Atlantic Charter: agreement drawn up by FDR and Churchill in August 1941 to set goals
for a permanent peace structure after the war. It followed closely Wilson’s Fourteen Points.
It declared that the countries did not intend to take any new territory if victorious in war; it
called for arms control, free trade, and freedom of the seas; it called for the creation of a
world congress (the United Nations); and most dramatically for Britain, it declared that
imperial powers would give independence to their colonies—Britain would give up its
empire!
Greater East Asian Co-Prosperity Sphere: Japan’s bloc in the western Pacific to
provide natural resources needed for its industry. It involved Japan occupying China and
taking over European colonies in Indochina, such as French Indochina, British Malaya, and
the Dutch East Indies. In 1940, the Japanese ordered the U.S. to give up all of its Pacific
territories, including Pearl Harbor. To which Roosevelt responded, “God, that’s the first
time any damn Jap told us to give up Hawaii.” It set Japan and the U.S. on a collision course.

#### [Set task]
Write the next part of the World War II glossary, starting right after its last sentence. You won't need the entries that come after this text.

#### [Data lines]

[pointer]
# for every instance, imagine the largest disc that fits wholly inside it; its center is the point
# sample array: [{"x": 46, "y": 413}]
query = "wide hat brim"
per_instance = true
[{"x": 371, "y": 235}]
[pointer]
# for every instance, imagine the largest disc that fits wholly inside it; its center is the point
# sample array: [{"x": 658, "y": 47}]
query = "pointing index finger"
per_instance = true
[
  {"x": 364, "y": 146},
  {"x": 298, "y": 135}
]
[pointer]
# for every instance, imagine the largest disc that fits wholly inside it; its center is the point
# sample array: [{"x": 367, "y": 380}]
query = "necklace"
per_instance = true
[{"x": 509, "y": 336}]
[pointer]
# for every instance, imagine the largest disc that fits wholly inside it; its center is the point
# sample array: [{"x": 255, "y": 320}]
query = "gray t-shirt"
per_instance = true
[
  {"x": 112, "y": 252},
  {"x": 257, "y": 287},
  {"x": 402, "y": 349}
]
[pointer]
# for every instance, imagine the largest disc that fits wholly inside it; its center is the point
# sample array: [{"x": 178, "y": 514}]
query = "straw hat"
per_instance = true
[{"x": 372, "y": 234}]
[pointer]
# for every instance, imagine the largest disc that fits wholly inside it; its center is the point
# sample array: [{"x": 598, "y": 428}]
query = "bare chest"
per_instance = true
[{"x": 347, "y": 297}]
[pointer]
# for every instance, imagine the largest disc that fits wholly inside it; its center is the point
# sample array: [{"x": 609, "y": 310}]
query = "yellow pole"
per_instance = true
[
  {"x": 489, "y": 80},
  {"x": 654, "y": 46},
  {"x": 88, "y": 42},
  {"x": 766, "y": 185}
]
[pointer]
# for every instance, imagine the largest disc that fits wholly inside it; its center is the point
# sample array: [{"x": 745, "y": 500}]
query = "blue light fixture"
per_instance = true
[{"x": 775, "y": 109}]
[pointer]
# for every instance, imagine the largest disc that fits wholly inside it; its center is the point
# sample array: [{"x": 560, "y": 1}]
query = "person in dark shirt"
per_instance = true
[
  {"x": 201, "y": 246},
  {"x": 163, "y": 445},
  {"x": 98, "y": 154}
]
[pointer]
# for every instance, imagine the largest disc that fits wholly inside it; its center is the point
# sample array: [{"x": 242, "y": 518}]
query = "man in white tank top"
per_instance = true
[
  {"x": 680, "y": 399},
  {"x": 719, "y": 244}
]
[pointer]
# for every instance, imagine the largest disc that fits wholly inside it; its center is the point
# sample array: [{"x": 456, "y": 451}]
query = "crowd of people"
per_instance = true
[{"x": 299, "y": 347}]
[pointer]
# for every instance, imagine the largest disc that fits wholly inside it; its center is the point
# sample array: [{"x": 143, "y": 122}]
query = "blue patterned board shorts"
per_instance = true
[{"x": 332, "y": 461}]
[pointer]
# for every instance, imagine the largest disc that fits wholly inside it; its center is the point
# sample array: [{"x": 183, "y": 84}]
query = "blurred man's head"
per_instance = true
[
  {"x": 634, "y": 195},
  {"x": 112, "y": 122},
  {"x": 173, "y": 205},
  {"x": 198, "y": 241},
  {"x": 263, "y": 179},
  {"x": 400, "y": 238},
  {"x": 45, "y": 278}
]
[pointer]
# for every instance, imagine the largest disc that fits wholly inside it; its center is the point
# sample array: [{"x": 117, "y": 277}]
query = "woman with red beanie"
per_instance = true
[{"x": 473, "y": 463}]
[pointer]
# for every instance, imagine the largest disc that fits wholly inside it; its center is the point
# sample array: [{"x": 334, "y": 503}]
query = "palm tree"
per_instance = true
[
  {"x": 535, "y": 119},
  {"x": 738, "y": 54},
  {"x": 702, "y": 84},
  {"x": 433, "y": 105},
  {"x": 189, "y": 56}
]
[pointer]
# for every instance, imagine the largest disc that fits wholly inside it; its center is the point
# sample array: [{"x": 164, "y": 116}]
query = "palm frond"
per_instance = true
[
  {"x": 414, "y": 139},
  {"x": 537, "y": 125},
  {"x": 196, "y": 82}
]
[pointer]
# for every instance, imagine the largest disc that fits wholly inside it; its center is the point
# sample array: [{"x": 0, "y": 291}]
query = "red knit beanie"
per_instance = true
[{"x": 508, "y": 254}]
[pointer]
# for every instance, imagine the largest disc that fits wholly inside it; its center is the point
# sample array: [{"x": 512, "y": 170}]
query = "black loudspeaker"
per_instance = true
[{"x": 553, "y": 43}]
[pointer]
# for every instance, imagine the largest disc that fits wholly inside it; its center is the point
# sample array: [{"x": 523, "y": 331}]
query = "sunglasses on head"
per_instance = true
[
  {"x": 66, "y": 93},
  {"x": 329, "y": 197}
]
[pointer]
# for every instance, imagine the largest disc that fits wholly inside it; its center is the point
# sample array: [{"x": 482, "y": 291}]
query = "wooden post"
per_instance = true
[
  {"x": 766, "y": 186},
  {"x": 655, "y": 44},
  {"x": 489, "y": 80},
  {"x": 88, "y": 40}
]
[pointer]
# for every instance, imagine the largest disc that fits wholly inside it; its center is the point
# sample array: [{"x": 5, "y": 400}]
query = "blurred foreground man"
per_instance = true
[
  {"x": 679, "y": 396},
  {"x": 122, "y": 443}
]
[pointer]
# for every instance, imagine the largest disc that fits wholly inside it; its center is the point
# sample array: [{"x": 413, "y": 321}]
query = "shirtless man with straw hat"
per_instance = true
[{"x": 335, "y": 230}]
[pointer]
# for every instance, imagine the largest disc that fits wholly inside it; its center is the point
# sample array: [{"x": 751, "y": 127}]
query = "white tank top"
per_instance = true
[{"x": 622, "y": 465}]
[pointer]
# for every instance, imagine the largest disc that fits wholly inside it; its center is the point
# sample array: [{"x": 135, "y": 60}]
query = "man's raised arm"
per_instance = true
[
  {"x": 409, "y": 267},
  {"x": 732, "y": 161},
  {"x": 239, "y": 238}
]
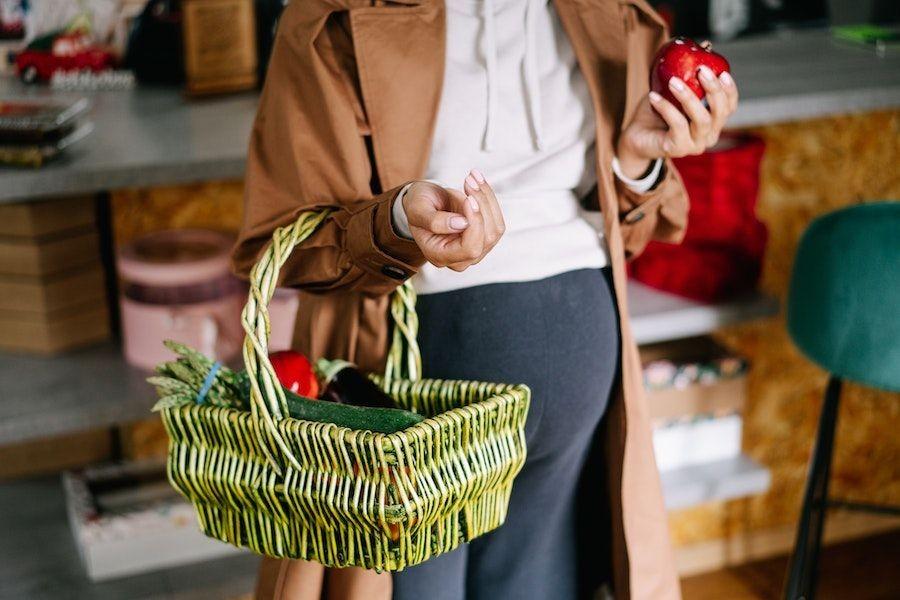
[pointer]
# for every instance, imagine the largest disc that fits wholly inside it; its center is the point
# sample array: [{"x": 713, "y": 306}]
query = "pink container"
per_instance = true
[{"x": 177, "y": 285}]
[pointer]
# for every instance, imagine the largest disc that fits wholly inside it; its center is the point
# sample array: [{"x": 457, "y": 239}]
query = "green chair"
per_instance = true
[{"x": 844, "y": 315}]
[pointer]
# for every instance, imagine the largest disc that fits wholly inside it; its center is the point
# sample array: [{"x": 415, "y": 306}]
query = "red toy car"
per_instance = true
[{"x": 59, "y": 51}]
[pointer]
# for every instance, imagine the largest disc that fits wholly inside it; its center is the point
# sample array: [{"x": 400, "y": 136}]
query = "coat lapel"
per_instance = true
[{"x": 400, "y": 58}]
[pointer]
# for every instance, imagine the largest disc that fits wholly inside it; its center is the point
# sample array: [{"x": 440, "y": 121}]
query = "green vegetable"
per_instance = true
[
  {"x": 179, "y": 382},
  {"x": 381, "y": 420}
]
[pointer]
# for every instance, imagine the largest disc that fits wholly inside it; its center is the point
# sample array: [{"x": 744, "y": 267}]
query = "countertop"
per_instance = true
[{"x": 155, "y": 136}]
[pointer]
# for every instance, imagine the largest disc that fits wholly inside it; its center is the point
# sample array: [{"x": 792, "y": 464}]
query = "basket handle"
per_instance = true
[{"x": 267, "y": 400}]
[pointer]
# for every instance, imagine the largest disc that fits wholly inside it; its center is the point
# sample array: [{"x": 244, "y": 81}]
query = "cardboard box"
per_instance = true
[
  {"x": 707, "y": 379},
  {"x": 42, "y": 295},
  {"x": 42, "y": 257},
  {"x": 55, "y": 454},
  {"x": 44, "y": 218},
  {"x": 47, "y": 333},
  {"x": 126, "y": 519}
]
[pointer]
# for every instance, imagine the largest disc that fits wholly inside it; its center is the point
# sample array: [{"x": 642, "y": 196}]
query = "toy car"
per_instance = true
[{"x": 61, "y": 51}]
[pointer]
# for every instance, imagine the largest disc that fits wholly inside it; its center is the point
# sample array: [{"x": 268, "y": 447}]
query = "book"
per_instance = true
[
  {"x": 36, "y": 154},
  {"x": 35, "y": 122}
]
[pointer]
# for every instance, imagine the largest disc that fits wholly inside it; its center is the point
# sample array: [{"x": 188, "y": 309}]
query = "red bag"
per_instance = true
[{"x": 722, "y": 252}]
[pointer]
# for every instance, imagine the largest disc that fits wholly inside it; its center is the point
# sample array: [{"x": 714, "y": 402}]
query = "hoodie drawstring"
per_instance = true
[{"x": 529, "y": 68}]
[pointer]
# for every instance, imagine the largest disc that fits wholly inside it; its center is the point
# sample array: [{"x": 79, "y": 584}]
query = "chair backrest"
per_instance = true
[{"x": 844, "y": 301}]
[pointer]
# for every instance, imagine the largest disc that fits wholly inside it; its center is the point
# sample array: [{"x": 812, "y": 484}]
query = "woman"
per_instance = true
[{"x": 383, "y": 111}]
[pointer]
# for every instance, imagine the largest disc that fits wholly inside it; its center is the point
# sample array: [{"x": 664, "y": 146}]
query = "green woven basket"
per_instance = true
[{"x": 289, "y": 488}]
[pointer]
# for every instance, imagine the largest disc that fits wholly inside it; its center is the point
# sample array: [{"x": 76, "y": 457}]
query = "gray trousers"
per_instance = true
[{"x": 561, "y": 337}]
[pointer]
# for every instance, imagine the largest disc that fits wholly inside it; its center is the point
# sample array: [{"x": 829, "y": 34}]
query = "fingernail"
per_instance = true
[{"x": 458, "y": 223}]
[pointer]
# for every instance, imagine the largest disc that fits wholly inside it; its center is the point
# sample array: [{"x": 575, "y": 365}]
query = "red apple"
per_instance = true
[
  {"x": 683, "y": 57},
  {"x": 295, "y": 373}
]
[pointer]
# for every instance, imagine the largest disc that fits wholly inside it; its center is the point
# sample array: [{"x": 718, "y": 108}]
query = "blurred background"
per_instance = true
[{"x": 123, "y": 133}]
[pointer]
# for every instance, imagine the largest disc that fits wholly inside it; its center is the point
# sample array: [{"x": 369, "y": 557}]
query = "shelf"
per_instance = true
[
  {"x": 94, "y": 388},
  {"x": 720, "y": 480},
  {"x": 40, "y": 560},
  {"x": 784, "y": 76},
  {"x": 47, "y": 396},
  {"x": 659, "y": 317}
]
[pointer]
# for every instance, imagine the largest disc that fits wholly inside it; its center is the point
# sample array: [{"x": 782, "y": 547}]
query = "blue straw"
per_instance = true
[{"x": 207, "y": 383}]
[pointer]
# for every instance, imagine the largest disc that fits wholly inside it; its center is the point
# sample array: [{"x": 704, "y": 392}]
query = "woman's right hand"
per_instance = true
[{"x": 454, "y": 228}]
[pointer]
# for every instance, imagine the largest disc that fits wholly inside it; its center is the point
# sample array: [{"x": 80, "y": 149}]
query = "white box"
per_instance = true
[
  {"x": 138, "y": 524},
  {"x": 696, "y": 441}
]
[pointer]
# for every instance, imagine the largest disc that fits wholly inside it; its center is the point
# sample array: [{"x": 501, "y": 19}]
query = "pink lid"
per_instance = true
[{"x": 176, "y": 257}]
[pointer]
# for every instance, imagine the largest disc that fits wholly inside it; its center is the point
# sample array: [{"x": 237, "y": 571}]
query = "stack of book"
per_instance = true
[{"x": 32, "y": 132}]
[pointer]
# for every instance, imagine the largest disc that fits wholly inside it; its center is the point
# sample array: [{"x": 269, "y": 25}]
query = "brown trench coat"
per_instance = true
[{"x": 346, "y": 119}]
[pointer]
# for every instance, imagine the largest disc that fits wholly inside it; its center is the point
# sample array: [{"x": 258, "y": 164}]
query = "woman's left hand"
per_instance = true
[{"x": 658, "y": 129}]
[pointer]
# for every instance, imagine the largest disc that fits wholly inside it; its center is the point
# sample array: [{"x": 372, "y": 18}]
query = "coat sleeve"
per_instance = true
[
  {"x": 660, "y": 214},
  {"x": 308, "y": 150}
]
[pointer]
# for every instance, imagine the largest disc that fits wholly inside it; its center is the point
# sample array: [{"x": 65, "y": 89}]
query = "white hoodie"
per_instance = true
[{"x": 515, "y": 106}]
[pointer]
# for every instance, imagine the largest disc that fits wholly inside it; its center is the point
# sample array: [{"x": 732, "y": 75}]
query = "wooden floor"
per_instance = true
[{"x": 867, "y": 569}]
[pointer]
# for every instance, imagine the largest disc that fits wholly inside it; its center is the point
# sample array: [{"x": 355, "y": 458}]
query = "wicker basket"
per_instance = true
[{"x": 284, "y": 487}]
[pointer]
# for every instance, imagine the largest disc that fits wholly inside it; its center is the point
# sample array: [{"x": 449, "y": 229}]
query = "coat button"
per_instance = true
[{"x": 394, "y": 272}]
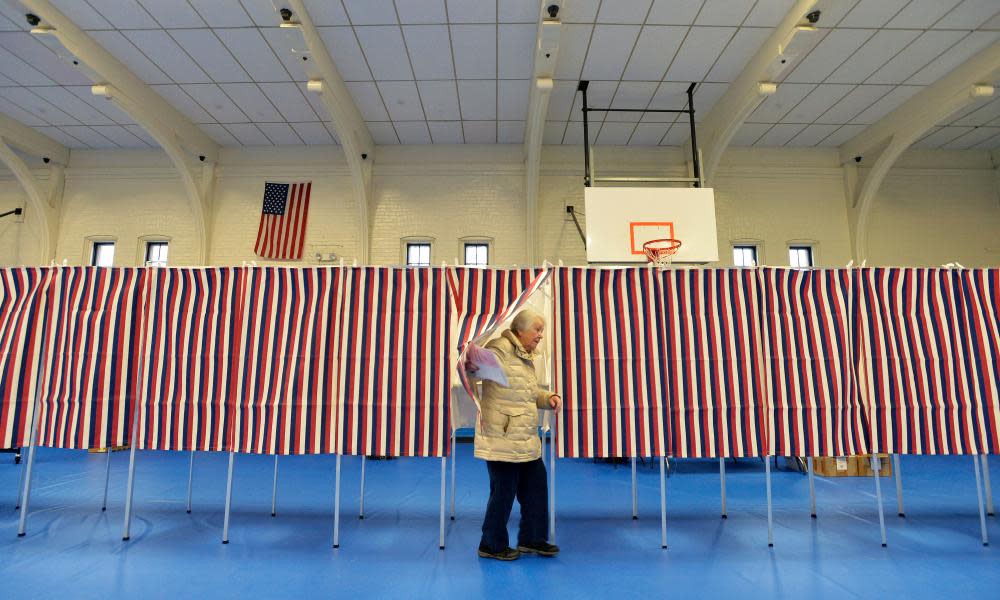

#### [Expected answer]
Attack on Pearl Harbor: On December 7, 1941, “a date that shall live in infamy” as
FDR put it, the Japanese attacked the U.S. Naval Base and Air Base at Pearl Harbor, Hawaii,
and drew the U.S. into war with Japan and its allies, Germany and Italy. The “surprise
attack,” killed 2,400 American military personnel, destroyed scores of aircraft, and sank
several U.S. battleships, but it was in truth a strategic and tactical defeat for the Japanese
because as Admiral Isoroku Yamamoto noted, “We have woken a sleeping giant.”
Four Freedoms: Offered in FDR’s 1941 State of the Union Speech, they represent what
the U.S. was fighting for in WWII. The freedoms are: (1) freedom of speech, (2) freedom of
conscience or religion, (3) freedom from want, (4) freedom from fear.
Rainbow Five: Secret U.S. war plan to defeat the Axis Powers in the Second World War.
It suggested that the Allies focus resources on defeating Germany while maintaining a
defensive war against Japan. When Hitler’s end was in sight, the Allies would put more
resources into defeating Japan. The ratio of resources under Rainbow 5 was 85% against
Germany to 15% against Japan. The plan was drawn up in November 1941, even before we
were at war.
Office of War Mobilization: Headed by James F. Byrnes of South Carolina, it
coordinated government agencies in the war effort. Among the more important agencies
were the
1. War Production Board, which regulated production of war materials and
allocation of resources during the war, including establishing the ration program.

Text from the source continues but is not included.